STORED DATA.
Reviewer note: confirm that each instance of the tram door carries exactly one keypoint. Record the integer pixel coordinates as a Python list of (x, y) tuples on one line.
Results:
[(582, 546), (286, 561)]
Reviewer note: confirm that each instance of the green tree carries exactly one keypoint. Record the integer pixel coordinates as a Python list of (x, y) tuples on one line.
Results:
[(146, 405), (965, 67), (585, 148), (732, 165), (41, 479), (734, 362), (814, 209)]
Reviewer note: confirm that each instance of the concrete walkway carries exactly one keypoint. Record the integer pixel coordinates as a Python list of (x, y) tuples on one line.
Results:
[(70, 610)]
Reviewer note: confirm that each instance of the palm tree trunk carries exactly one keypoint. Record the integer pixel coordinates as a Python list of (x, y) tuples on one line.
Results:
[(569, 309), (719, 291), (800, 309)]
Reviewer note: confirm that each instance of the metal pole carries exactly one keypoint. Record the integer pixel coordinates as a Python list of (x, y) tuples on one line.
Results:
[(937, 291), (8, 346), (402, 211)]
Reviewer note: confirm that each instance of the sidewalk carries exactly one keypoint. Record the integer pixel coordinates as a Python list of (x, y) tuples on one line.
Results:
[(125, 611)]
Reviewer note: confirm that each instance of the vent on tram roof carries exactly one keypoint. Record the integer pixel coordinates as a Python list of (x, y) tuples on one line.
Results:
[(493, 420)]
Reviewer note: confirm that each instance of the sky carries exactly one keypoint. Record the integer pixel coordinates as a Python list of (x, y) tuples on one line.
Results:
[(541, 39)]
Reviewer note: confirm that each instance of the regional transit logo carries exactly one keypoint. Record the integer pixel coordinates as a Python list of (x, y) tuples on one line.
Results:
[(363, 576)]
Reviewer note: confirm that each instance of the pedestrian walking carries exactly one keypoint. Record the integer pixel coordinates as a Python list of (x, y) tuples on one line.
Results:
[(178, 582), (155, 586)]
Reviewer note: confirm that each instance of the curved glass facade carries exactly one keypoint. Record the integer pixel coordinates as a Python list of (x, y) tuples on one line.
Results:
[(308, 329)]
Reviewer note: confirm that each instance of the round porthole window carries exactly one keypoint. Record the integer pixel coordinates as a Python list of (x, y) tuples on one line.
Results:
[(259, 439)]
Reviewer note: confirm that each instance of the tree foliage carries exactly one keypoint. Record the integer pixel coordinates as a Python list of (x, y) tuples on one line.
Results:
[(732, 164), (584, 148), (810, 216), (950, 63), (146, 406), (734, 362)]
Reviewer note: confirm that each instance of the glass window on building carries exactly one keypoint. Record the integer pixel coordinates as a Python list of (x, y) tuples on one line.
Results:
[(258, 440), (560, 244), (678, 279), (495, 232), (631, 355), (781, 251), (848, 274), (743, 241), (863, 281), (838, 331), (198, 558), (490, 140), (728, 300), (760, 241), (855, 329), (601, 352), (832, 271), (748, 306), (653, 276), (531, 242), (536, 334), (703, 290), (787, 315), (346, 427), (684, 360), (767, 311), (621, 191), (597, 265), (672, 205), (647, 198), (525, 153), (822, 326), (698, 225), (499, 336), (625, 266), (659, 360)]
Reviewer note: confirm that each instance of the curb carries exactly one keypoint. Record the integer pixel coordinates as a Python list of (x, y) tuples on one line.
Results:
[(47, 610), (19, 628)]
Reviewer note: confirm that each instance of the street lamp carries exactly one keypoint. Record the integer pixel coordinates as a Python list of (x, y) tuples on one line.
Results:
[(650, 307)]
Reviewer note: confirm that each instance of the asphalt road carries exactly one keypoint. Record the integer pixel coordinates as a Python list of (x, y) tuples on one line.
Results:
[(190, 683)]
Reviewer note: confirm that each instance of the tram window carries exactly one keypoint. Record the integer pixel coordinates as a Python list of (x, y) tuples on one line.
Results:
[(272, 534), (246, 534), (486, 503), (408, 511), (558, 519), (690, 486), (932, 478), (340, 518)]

TASK TO COMPLETE. Give the entries again exactly as they stand.

RESPONSE AREA.
Reviewer note: confirm that each instance of the tram door carries exactly one keypoint. Record the integer pixel coordinates as a Python list of (x, y) tuples on one line.
Results:
[(582, 546), (286, 561)]
Reviewer note: confirm that each instance of the green tree carries exactly one keypoint. Record the integer pixel coordinates as a Python list of (x, y) tuples on one line.
Results:
[(146, 405), (965, 67), (585, 148), (732, 165), (41, 479), (734, 362), (814, 209)]
Reviewer note: confirm that each instance of the concrete walkway carries exactly one keypoint. Record the integer pixel coordinates as a Python list of (x, y) tuples on one line.
Results:
[(70, 610)]
Reviewer note: confirm that each instance of the palm tree trunk carries exactly one keypoint. Record the integer pixel coordinates as a Python list of (x, y) tuples on one line.
Results:
[(569, 309), (719, 291), (800, 309)]
Reviewer note: confirm that each instance of the metal pole carries exactly one keypoint. Record the integer pixel coordinates as a Python list of (x, y) tuples on one line.
Results:
[(937, 291), (8, 346), (402, 211)]
Reviewer note: confirm that each instance of the sidewalk carries exactly one keypoint. Record the integer pixel coordinates as a Python list of (x, y) tuples on one line.
Results:
[(125, 611)]
Reviewer note: confirm that each instance of the vent on tram roof carries exactly one keypoint. Record the integer pixel coordinates as a Python list of (x, y) tuples on one line.
Results:
[(493, 420)]
Reviewer note: confirm that each instance of the sky carries exactly one keypoint. Record the integer pixel coordinates as a Python list of (x, y) tuples on one line.
Results:
[(541, 39)]
Reviewer note: confirm that each instance of the regional transit logo carries exactly one keypoint. Record the integer pixel coordinates as a Python list of (x, y) tuples on one line.
Results:
[(363, 576)]
Reviewer note: confirm that each instance of the pedestrian walking carries exactly one keypoint. Record the integer pixel coordinates as a Python list of (x, y) tuples on one line.
Results:
[(178, 582), (155, 586)]
Reviewer note: confirm that each instance of the curved glass facade carries exactly one keypoint. Record the integer pixel coordinates as a Python list of (x, y) tuples on one line.
Results:
[(308, 329)]
Reviewer note: confirm that each instance of the round porthole window carries exactly one keypoint. Record the integer pixel coordinates as a Python list of (x, y) tuples on one line.
Results:
[(259, 439)]
Reviewer note: confirm that each instance of the tree foliage carries exactly one keypoint. Record the integer pixel coordinates as a Python list of (x, y) tuples on one line.
Results:
[(732, 164), (584, 148), (810, 216), (950, 63), (146, 406), (734, 362)]
Reviewer note: confirm that each instance of the glass window on building carries exactly one keypoint. Record the integer pixel coordinates as a Python list of (x, y) tuples on one line.
Results:
[(258, 440), (560, 244), (678, 279), (495, 232), (631, 355), (781, 251), (848, 274), (743, 241), (863, 281), (838, 331), (198, 558), (490, 140), (728, 300), (760, 241), (855, 329), (601, 352), (832, 271), (748, 306), (653, 276), (531, 242), (536, 334), (703, 290), (787, 315), (346, 427), (684, 360), (767, 311), (621, 191), (597, 265), (672, 205), (647, 198), (525, 153), (822, 326), (698, 225), (499, 336), (625, 266), (659, 360)]
Reviewer note: confirm that each instance of the curb carries exactly one keypoint. Record the integer pixel coordinates as a Python list of (x, y) tuples on one line.
Results:
[(47, 610), (19, 628)]
Reviewer note: confirm that each instance of the street lamp carries exactly one keypoint. Record the integer pixel coordinates as a Python list of (x, y) tuples on one line.
Results:
[(650, 307)]
Reviewer note: confirm that each instance of the asphalt road carries exactly one keypoint. Record the integer pixel coordinates as a Python list of (x, y) tuples on one line.
Results:
[(190, 683)]
Reviewer note: confirm that each instance of the tram window carries exactly one keypoint. Record the integer pixel coordinates as a Python list of (x, y) tuples on one line.
Results:
[(272, 534), (246, 534), (486, 503), (408, 511), (558, 519), (690, 486), (932, 478), (340, 518)]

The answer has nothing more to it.